Study questions →
- A) In the WebVoyager reading notes, which model does the proposed automated evaluation protocol use?
- B) Copy out the portion of the WebVoyager reading notes starting at "RQ: Previous study" and ending at "intermediate human intervention.".

Paper reading: WebVoyager: Building an End-to-End Web Agent with Large Multimodal Models

ZJU, Tencent, ACL2024

RQ: Previous study working on web understanding for LLM focus on managing complex HTML texts, while visual web agents have been overlooked.

Strengths

  • We introduce WebVoyager (Figure 1), a multimodal web agent designed to autonomously accomplish web tasks online from start to finish, managing the entire process end-to-end without any intermediate human intervention.

  • To accurately evaluate the capabilities of web agents in end-to-end task completion, we propose an automated evaluation protocol using GPT-4V. Specifically, we save screenshots throughout the online navigation process and then use GPT-4V to evaluate these trajectories together with the final results automatically.

  • Autogenerated dataset using self-instruct. Evaluate webvoyager on other datasets as well.

  • Use a visual mask (set-of-masking) to hint the clickable area

    image-20240715165228352

  • human evaluation of 300 tasks.

Data provided →
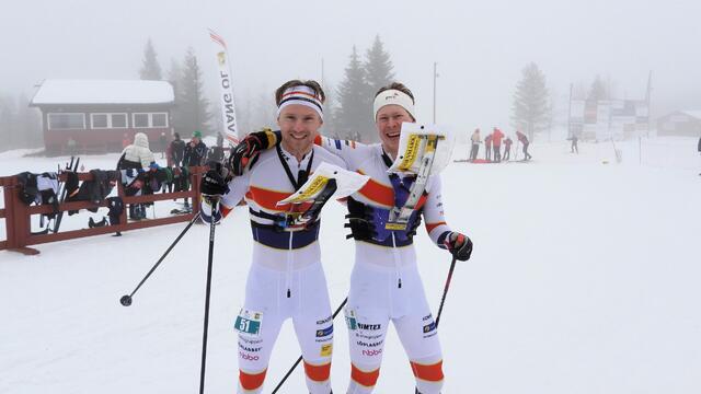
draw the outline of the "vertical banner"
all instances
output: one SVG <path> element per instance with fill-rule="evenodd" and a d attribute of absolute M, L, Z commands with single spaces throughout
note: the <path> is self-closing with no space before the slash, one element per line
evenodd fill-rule
<path fill-rule="evenodd" d="M 237 112 L 233 105 L 231 67 L 229 63 L 229 55 L 227 54 L 227 44 L 223 38 L 211 28 L 209 30 L 209 37 L 215 45 L 217 65 L 219 66 L 219 99 L 223 120 L 223 130 L 220 130 L 220 132 L 225 139 L 232 146 L 235 146 L 239 143 L 239 128 L 237 127 Z"/>

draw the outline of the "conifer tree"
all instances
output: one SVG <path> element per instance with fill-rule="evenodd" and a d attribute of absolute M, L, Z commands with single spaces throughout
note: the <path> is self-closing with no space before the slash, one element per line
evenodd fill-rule
<path fill-rule="evenodd" d="M 514 127 L 524 131 L 531 141 L 536 132 L 548 127 L 548 101 L 545 76 L 531 62 L 521 70 L 521 80 L 514 94 L 512 115 Z"/>
<path fill-rule="evenodd" d="M 177 82 L 177 97 L 175 107 L 176 128 L 183 137 L 189 136 L 194 130 L 203 135 L 211 134 L 209 119 L 209 101 L 204 96 L 203 74 L 197 63 L 197 57 L 191 47 L 185 54 Z"/>
<path fill-rule="evenodd" d="M 372 108 L 368 100 L 368 84 L 365 69 L 360 63 L 358 51 L 353 46 L 353 54 L 345 76 L 338 85 L 338 111 L 336 112 L 336 135 L 341 138 L 361 142 L 378 140 L 375 125 L 371 123 Z"/>
<path fill-rule="evenodd" d="M 161 66 L 158 63 L 158 55 L 156 55 L 156 49 L 153 49 L 151 38 L 148 39 L 146 47 L 143 48 L 143 59 L 141 60 L 139 78 L 150 81 L 160 81 L 163 79 L 161 74 Z"/>
<path fill-rule="evenodd" d="M 375 36 L 372 47 L 365 54 L 365 76 L 370 91 L 370 104 L 372 96 L 382 86 L 387 86 L 394 80 L 394 72 L 390 54 L 384 50 L 380 36 Z"/>

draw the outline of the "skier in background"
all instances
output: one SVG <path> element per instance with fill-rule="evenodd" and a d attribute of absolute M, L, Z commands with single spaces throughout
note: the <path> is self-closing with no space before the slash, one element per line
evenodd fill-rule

Outputs for the tasks →
- A) GPT-4V.

- B)
RQ: Previous study working on web understanding for LLM focus on managing complex HTML texts, while visual web agents have been overlooked.

Strengths

  • We introduce WebVoyager (Figure 1), a multimodal web agent designed to autonomously accomplish web tasks online from start to finish, managing the entire process end-to-end without any intermediate human intervention.